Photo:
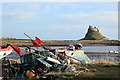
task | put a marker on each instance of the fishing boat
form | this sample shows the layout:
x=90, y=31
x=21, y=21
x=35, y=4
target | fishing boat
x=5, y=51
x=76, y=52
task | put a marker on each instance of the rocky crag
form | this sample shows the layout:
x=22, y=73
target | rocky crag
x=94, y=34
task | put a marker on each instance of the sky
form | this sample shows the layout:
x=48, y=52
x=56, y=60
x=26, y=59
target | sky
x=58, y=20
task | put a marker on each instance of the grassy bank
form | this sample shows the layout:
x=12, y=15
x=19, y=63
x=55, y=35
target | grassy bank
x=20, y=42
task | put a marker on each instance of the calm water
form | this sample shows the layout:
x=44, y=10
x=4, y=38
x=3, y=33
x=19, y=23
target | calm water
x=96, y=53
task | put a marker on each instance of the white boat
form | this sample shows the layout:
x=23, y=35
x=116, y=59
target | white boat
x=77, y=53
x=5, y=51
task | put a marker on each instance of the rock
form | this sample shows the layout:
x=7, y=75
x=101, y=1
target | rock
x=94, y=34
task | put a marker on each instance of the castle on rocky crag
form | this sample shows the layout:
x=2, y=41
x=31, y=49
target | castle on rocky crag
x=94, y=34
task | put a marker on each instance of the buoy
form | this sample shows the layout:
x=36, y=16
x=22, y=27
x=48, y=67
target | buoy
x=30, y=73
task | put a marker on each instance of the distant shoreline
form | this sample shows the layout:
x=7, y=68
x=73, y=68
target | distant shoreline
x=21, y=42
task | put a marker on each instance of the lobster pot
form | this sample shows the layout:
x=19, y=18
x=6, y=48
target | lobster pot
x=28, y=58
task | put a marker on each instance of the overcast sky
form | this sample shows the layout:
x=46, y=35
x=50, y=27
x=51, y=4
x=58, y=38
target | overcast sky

Exercise goal: Can you give all these rows again with every "put a marker on" renamed to "place a point on" and nothing else changed? Leave the pictures out.

Completed task:
Photo:
task | place a point on each instance of the fishing boat
form | this sample shows the layout:
x=90, y=31
x=21, y=21
x=35, y=4
target | fishing boat
x=5, y=51
x=76, y=52
task | place a point on each instance of the rocky crag
form | this sample shows the layout:
x=22, y=73
target | rocky crag
x=94, y=34
task | place a point on each instance of the sky
form | this sample shows the layout:
x=48, y=52
x=56, y=60
x=26, y=59
target | sky
x=58, y=20
task | place a point on each instance of the grassy bank
form | this sample shows the layout:
x=12, y=15
x=19, y=63
x=55, y=35
target | grassy bank
x=20, y=42
task | place a point on each instance of the calm water
form | this sample shows the layout:
x=44, y=10
x=4, y=38
x=3, y=33
x=19, y=23
target | calm water
x=96, y=53
task | place a point on each instance of the white boat
form | this sample shows the layout:
x=23, y=35
x=116, y=59
target | white boat
x=77, y=53
x=5, y=51
task | place a point on each instance of the rock
form | this sample shows the layout:
x=7, y=75
x=101, y=1
target | rock
x=94, y=34
task | place a point on each instance of the castle on rocky crag
form | this sample shows the layout:
x=2, y=41
x=31, y=49
target | castle on rocky crag
x=94, y=34
task | place a point on each instance of the buoy
form | this sample shows the layout:
x=36, y=16
x=22, y=27
x=48, y=67
target | buoy
x=30, y=73
task | place a point on each instance of the distant shoreline
form | this sample shows the layout:
x=7, y=68
x=73, y=68
target | distant shoreline
x=21, y=42
task | place a point on each instance of the lobster pot
form | this sample shows the layout:
x=19, y=18
x=6, y=48
target | lobster pot
x=28, y=58
task | place a point on each instance of the overcast sky
form | this sample shows the layout:
x=46, y=35
x=50, y=27
x=51, y=4
x=58, y=38
target | overcast sky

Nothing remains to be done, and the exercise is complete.